• **Directions**
Return each line of the records with nothing changed, pictures excepted.

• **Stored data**
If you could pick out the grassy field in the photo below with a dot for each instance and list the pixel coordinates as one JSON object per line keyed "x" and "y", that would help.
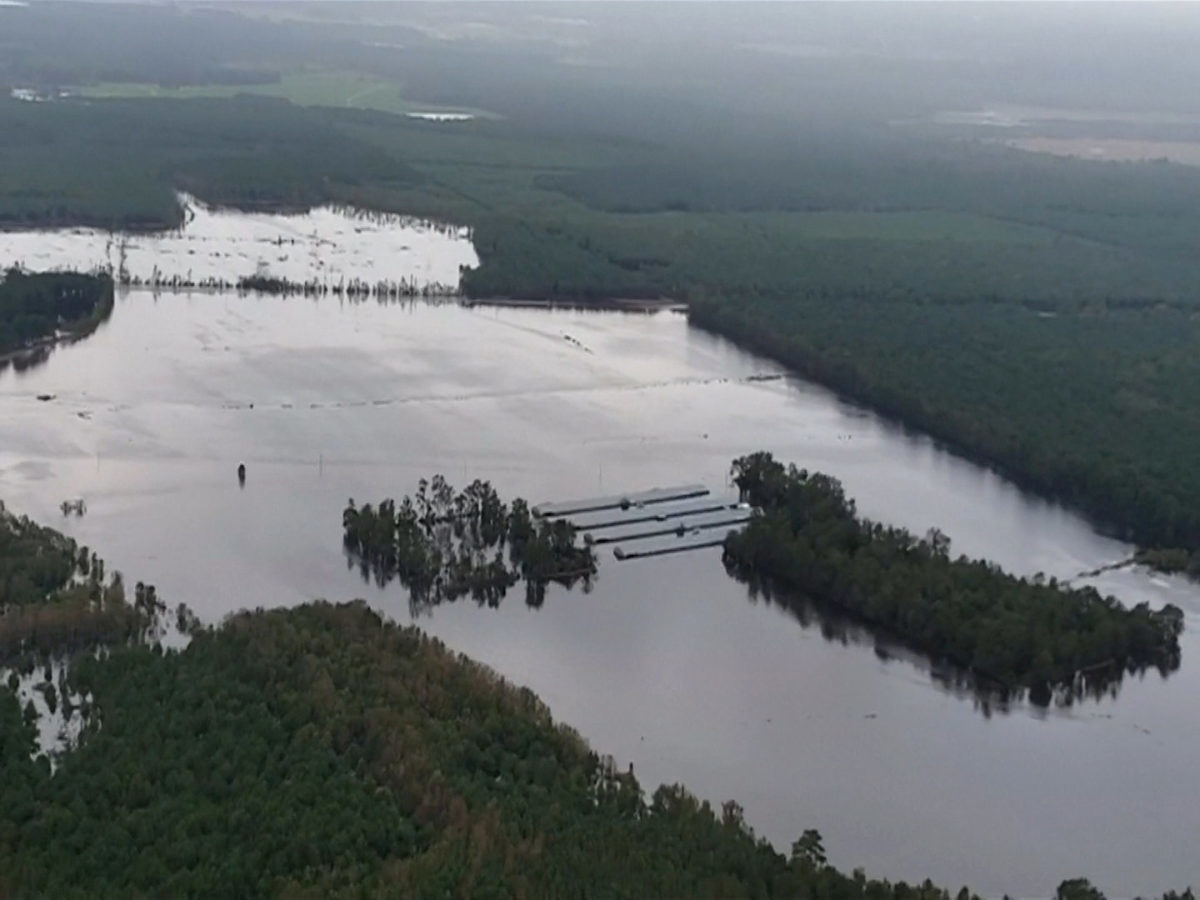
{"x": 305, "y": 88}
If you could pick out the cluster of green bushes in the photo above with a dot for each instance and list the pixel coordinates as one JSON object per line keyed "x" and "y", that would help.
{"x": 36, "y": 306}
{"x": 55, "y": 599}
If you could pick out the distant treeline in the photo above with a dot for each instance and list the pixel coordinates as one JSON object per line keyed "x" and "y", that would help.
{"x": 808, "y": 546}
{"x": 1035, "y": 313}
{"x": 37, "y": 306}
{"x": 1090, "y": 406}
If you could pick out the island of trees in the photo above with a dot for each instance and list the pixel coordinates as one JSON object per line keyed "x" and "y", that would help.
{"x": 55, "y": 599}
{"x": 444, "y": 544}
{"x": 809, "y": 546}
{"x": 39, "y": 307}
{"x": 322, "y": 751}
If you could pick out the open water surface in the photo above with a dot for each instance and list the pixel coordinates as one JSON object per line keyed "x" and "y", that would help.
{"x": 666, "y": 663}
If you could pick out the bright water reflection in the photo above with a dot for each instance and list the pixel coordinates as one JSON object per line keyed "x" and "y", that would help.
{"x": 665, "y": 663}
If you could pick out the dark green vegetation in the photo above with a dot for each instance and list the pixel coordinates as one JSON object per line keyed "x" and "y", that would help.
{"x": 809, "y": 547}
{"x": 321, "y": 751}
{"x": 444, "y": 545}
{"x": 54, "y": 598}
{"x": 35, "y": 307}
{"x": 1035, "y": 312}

• **Exercise response**
If you could pick out the grassy field in the photo below with a dot for each instance and list the pixel coordinates as one JSON object per line keyed "x" and "y", that would help.
{"x": 305, "y": 88}
If you could pick out the cluster of green bushes in the photo above with a dot for each instance and list the pixel coordinates as one JSON object per line keyed "x" and "y", that would help.
{"x": 36, "y": 306}
{"x": 55, "y": 599}
If you could pick out the distant treeline in the photo above with a dot for each instance and list the pixel coordinates as one JSON object per line keyed "x" and "y", that would help.
{"x": 808, "y": 546}
{"x": 1035, "y": 313}
{"x": 37, "y": 306}
{"x": 1090, "y": 406}
If you could pick out the island of trees in the photo above with a dot for each instance and list the pixel coordinates as one JSON object per line keyed "x" and "y", that would help.
{"x": 55, "y": 599}
{"x": 444, "y": 544}
{"x": 809, "y": 546}
{"x": 39, "y": 307}
{"x": 322, "y": 751}
If you could pick out the open water surface in the photo above with a dot for each instance and list the pixel coordinates as one JSON object per line keyed "x" and "y", that would help.
{"x": 666, "y": 663}
If you could pick out the bright water reflection in the photo above with a dot for each instance and list the pixel coordinates as one JSON object per line keyed "x" and "y", that would help.
{"x": 665, "y": 663}
If you could pick out the dark green vegetation in the photo above with a dot for each instance and list the pixel coordinates as one JSON object per line keyed "x" and "y", that would help.
{"x": 809, "y": 547}
{"x": 321, "y": 751}
{"x": 444, "y": 545}
{"x": 54, "y": 598}
{"x": 35, "y": 307}
{"x": 1035, "y": 312}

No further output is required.